ИСТОЧНИК |

------

Джолдасбекова Б.У. д.ф.н., профессор КазНУ им. аль-Фараби

г. Алматы

 

ТЕНДЕНЦИИ РАЗВИТИИ ОРНАМЕНТАЛЬНОЙ ПРОЗЫ В ТВОРЧЕСТВЕ РУССКИХ ПИСАТЕЛЕЙ КАЗАХСТАНА

 

Рождение орнаментальной прозы в русской литературе начала XX века обычно связывают с именами Андрея Белого и Алексея Ремизова, однако само по себе это явление значительно шире того, что можно найти в твор­честве этих писателей.

Орнаментальная проза была популярна у начинающих писателей. Они использовали все, что было, с их точки зрения, необычным, отличным от старой классической традиции: не только ритмизацию прозаических от­рывков, но и сказовую интонацию, цветистость фразы, парадоксальность, эксцентричность сравнений, «перенасыщенность» текста метафорами и т. д. Особенно перенасыщены нововведениями «Конармия» И. Бабеля, «Лиомпа» и «Зависть» Ю. Олеши и «Кик» М. Шагинян, новеллы Н. Тихо­нова, А. Платонова. Из казахстанских писателей того времени к такой прозе тяготели Антон Сорокин, Всеволод Иванов и Иван Шухов.

------

ИСХОДНЫЕ ДАННЫЕ |
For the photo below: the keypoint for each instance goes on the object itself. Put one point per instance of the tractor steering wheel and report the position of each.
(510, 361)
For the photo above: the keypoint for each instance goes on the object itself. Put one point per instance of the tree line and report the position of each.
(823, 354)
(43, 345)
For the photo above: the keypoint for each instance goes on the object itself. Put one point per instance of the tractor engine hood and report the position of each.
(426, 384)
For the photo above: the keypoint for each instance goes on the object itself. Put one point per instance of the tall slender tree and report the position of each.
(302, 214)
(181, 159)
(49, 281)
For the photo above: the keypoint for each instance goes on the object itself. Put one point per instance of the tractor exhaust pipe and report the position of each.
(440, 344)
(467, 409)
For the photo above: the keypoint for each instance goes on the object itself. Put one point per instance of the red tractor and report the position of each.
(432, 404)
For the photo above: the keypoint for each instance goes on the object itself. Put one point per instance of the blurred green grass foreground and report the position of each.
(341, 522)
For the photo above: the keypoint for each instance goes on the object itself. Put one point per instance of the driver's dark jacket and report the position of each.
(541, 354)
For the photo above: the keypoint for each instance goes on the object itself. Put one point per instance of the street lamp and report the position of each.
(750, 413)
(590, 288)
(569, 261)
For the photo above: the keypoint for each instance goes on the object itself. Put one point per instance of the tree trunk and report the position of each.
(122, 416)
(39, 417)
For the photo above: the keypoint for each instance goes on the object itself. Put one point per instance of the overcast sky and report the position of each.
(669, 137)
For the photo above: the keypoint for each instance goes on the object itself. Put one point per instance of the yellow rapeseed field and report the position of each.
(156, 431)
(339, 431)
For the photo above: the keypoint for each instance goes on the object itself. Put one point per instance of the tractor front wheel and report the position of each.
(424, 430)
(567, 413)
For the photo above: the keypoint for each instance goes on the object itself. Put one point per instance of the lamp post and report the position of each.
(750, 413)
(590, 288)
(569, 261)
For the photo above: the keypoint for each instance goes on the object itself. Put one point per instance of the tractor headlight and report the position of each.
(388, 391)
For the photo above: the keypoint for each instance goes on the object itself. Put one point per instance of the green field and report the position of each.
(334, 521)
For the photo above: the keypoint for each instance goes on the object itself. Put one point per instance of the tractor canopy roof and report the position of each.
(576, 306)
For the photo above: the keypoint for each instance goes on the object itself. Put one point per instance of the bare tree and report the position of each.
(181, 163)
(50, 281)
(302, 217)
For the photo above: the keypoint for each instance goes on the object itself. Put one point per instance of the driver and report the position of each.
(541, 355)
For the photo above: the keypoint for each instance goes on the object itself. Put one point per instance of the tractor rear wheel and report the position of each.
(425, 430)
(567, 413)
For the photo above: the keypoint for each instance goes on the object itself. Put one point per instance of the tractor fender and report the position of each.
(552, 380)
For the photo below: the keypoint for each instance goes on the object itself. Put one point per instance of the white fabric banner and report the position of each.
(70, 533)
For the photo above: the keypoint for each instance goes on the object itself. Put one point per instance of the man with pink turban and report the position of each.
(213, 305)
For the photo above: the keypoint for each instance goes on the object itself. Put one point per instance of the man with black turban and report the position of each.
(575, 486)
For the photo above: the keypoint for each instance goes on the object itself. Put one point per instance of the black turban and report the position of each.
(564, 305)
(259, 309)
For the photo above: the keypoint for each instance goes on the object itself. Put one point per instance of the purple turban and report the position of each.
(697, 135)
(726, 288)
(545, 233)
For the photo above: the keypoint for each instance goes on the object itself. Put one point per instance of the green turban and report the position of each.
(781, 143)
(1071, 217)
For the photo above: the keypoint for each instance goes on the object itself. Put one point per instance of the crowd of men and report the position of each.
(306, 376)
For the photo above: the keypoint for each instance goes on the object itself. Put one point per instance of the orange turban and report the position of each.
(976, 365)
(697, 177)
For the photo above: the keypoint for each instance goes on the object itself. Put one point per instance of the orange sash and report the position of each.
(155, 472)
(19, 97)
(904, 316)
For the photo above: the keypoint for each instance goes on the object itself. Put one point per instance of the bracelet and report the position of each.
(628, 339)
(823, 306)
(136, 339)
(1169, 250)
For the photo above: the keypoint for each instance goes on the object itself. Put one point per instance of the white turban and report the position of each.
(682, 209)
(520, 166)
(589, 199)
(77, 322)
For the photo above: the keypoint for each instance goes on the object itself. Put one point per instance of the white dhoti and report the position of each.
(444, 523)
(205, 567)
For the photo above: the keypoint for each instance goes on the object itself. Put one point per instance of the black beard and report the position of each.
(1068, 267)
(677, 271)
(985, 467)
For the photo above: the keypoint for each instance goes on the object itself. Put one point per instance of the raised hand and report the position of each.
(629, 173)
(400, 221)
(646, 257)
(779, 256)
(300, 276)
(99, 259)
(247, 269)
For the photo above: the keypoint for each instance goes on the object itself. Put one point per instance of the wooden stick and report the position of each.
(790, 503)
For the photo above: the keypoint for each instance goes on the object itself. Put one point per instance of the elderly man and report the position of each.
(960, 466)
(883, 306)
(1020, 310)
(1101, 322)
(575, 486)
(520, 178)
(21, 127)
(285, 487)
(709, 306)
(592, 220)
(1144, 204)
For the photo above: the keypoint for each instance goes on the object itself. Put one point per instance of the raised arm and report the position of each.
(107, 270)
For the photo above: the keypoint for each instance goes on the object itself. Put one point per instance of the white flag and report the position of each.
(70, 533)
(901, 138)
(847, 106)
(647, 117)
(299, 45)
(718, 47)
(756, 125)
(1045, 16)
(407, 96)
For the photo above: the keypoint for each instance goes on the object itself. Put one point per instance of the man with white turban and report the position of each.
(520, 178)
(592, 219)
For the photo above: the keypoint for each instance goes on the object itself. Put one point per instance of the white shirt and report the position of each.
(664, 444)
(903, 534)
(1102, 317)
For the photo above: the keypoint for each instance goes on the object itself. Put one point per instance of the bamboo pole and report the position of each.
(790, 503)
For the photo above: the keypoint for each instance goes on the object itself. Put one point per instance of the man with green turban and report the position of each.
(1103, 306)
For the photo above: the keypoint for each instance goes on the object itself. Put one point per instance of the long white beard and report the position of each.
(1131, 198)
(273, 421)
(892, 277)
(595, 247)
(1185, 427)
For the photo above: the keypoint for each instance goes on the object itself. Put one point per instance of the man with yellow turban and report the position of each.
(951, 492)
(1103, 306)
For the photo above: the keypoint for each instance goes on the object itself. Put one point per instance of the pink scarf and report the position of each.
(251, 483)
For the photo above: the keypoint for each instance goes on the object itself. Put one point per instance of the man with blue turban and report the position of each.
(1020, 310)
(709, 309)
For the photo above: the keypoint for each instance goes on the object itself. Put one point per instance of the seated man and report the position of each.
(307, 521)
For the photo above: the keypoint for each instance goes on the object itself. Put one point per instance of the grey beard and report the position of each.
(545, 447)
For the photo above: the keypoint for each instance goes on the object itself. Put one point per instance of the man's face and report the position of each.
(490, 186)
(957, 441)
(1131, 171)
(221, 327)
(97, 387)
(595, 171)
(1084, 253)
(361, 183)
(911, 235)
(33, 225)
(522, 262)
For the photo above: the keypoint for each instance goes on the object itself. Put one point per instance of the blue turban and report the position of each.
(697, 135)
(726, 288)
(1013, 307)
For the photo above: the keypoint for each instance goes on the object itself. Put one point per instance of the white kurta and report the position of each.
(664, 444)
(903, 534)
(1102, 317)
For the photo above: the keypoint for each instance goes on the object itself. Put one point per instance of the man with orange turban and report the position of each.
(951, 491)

------

Выведите текст об орнаментальной прозе целиком, не меняя в нем ни одного знака. Строки не связаны с текстом об орнаментальной прозе и составляют отдельный материал.

Джолдасбекова Б.У. д.ф.н., профессор КазНУ им. аль-Фараби

г. Алматы

 

ТЕНДЕНЦИИ РАЗВИТИИ ОРНАМЕНТАЛЬНОЙ ПРОЗЫ В ТВОРЧЕСТВЕ РУССКИХ ПИСАТЕЛЕЙ КАЗАХСТАНА

 

Рождение орнаментальной прозы в русской литературе начала XX века обычно связывают с именами Андрея Белого и Алексея Ремизова, однако само по себе это явление значительно шире того, что можно найти в твор­честве этих писателей.

Орнаментальная проза была популярна у начинающих писателей. Они использовали все, что было, с их точки зрения, необычным, отличным от старой классической традиции: не только ритмизацию прозаических от­рывков, но и сказовую интонацию, цветистость фразы, парадоксальность, эксцентричность сравнений, «перенасыщенность» текста метафорами и т. д. Особенно перенасыщены нововведениями «Конармия» И. Бабеля, «Лиомпа» и «Зависть» Ю. Олеши и «Кик» М. Шагинян, новеллы Н. Тихо­нова, А. Платонова. Из казахстанских писателей того времени к такой прозе тяготели Антон Сорокин, Всеволод Иванов и Иван Шухов.